→ GIVEN TEXT
◆ ◆ ◆ ◆ ◆ ◆ ◆

This is Sidecar, the NLR blog. Launching in December 2020, Sidecar aims to provide a space on the left for international interventions and debate. A buzzing and richly populated left-media landscape has emerged online in the past decade, but its main English-speaking forms have been largely monoglot in outlook and national in focus, treating culture as a subsidiary concern. By contrast, political writing on Sidecar will take the world, rather than the Anglosphere, as its primary frame. Culture in the widest sense – arts, ideas, mores – will have full standing. Translation of, and intellectual engagement with, interventions in languages other than English will be integral to its work. And while New Left Review appears bi-monthly, running articles of widely varied length, Sidecar will post several items a week, each no longer than 2,500 words and many a good deal shorter.

The criteria for publication on Sidecar will be saying something – about persons, processes, events, structures – that is not being said elsewhere, but deserves to be. Political contributions will avoid repeating judgements and tropes familiar on the left – which, even where well-founded, don’t need further iteration here. Taking culture seriously means treating it critically: sceptical, deflationary – where necessary demolitionary – treatment of intellectual fashion or commercial hype (and their typical interbreeding), combined with an adventurous, exploratory attitude towards the undiscovered and overlooked. Sidecar will share NLR’s core cultural interests – world cinema, literature, the visual arts – but also seek to diversify: reviewing different kinds of books, fiction in particular, and different forms of cultural production, as well as inviting critique of daily life. It will keep a sharp eye on the mediocracy of press and TV.

Shorter forms also allow for more protean modes of expression, with a wider range of registers and tones. Equally, there will be scope for more personal writing – drawing on lived experience, in the recognition that ideas are often born or take root there. Finally, Sidecar is conceived as a space for thought, where ideas can be realized and developed; to that end, it will also encourage critical exchange.

◆ ◆ ◆ ◆ ◆ ◆ ◆

→ WHAT THIS TASK INVOLVES
From the Sidecar introduction above, pull out the passage starting at "Shorter forms also" and ending at "encourage critical exchange.", copied word for word.

→ DATA SUPPLIED

◆ ◆ ◆ ◆ ◆ ◆ ◆

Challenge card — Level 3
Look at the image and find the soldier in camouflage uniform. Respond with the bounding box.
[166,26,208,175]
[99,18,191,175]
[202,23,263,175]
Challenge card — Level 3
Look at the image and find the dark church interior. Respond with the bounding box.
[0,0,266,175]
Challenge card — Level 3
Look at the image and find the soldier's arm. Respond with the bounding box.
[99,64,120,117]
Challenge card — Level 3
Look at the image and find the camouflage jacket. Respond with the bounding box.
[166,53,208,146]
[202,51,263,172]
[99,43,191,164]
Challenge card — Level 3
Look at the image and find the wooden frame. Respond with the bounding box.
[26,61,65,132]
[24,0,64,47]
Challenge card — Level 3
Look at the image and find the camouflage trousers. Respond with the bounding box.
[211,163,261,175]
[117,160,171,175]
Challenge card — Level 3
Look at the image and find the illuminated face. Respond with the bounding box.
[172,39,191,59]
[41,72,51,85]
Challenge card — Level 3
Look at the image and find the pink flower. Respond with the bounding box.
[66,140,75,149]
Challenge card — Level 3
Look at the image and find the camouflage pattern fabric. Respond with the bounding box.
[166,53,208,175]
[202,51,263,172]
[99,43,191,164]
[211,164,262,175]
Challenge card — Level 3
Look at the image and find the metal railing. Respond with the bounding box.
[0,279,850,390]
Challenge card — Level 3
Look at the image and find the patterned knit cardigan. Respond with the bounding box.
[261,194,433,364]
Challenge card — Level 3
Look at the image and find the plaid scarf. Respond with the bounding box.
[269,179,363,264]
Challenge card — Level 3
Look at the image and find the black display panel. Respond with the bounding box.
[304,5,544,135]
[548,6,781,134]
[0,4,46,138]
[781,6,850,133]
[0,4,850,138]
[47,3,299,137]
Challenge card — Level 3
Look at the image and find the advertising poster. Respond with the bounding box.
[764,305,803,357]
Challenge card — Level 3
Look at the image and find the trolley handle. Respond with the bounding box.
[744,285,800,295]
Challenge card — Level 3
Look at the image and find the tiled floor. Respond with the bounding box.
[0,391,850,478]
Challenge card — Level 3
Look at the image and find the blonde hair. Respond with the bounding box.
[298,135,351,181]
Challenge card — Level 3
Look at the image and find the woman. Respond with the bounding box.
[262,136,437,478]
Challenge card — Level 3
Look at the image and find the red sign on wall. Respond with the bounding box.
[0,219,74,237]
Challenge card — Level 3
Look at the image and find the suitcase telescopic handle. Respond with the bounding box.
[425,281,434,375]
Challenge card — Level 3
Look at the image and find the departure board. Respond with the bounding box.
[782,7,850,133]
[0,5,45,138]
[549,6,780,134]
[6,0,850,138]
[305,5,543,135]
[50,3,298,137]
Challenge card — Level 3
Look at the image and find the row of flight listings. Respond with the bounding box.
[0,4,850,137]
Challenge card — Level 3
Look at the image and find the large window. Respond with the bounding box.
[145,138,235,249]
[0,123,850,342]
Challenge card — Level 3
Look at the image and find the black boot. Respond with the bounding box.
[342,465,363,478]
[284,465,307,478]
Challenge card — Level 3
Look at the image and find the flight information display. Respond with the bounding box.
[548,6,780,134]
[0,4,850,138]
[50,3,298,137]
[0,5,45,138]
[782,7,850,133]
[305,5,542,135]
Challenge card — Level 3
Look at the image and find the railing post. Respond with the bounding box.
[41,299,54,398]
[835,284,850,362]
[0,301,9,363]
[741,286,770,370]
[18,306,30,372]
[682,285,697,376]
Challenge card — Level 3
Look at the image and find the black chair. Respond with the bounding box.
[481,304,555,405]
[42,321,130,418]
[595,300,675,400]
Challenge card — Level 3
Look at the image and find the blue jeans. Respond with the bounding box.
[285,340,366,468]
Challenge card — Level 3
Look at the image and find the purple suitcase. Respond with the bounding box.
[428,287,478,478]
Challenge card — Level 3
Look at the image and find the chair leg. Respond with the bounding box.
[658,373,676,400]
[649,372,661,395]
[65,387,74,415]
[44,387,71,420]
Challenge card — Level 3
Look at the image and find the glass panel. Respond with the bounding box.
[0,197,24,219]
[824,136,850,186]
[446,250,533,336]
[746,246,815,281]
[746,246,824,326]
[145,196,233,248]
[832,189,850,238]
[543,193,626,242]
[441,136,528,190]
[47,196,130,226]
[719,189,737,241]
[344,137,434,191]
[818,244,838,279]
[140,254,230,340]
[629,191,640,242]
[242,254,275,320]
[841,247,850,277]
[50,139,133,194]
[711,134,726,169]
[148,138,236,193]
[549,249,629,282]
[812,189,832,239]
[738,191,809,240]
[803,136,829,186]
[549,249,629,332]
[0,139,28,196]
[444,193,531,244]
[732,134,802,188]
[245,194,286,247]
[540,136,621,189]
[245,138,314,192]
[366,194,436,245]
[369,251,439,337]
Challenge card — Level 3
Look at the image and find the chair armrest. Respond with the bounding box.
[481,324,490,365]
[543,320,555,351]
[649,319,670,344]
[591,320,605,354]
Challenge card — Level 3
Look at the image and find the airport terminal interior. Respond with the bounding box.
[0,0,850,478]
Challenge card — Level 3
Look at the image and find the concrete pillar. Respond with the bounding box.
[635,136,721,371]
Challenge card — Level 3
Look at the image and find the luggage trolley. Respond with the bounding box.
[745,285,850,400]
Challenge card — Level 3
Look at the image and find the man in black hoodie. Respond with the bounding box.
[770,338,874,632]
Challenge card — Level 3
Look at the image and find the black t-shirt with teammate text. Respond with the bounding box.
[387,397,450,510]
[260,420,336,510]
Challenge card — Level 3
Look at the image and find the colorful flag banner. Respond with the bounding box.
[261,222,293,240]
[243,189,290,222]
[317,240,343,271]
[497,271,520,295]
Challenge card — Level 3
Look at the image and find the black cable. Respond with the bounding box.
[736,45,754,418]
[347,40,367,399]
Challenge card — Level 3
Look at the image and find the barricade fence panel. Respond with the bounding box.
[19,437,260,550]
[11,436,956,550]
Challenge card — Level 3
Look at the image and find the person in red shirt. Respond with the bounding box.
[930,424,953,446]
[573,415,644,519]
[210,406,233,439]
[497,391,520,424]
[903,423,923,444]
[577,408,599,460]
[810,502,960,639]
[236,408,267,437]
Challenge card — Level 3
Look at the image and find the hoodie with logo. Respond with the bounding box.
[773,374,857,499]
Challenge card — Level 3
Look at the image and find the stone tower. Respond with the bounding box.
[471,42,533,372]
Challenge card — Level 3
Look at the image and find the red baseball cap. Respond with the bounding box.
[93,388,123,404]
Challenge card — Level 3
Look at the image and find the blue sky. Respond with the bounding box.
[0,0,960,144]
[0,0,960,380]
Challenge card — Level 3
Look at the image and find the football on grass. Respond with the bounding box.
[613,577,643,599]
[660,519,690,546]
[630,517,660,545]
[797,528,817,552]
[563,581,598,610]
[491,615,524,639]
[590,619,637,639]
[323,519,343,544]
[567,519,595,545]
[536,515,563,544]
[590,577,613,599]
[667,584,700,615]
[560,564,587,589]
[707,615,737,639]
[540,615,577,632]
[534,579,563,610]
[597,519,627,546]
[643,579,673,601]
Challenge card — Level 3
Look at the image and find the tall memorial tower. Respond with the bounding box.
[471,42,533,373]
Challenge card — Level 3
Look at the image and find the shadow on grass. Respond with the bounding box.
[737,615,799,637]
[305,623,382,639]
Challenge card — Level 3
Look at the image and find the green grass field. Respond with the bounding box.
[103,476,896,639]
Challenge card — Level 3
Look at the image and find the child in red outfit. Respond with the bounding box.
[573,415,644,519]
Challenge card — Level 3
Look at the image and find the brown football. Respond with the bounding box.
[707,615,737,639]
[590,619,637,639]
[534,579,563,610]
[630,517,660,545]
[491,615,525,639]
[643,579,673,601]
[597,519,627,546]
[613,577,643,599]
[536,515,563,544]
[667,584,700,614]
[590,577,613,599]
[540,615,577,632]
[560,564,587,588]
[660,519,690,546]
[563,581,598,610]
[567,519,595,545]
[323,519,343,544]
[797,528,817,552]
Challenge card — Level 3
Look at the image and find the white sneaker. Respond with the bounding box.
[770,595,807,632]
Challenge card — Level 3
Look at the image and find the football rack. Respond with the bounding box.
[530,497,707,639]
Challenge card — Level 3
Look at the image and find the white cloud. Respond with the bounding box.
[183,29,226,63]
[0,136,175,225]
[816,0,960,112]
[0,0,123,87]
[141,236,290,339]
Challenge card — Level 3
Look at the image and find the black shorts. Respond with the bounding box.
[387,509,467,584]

◆ ◆ ◆ ◆ ◆ ◆ ◆

→ COMPLETED TASK
Shorter forms also allow for more protean modes of expression, with a wider range of registers and tones. Equally, there will be scope for more personal writing – drawing on lived experience, in the recognition that ideas are often born or take root there. Finally, Sidecar is conceived as a space for thought, where ideas can be realized and developed; to that end, it will also encourage critical exchange.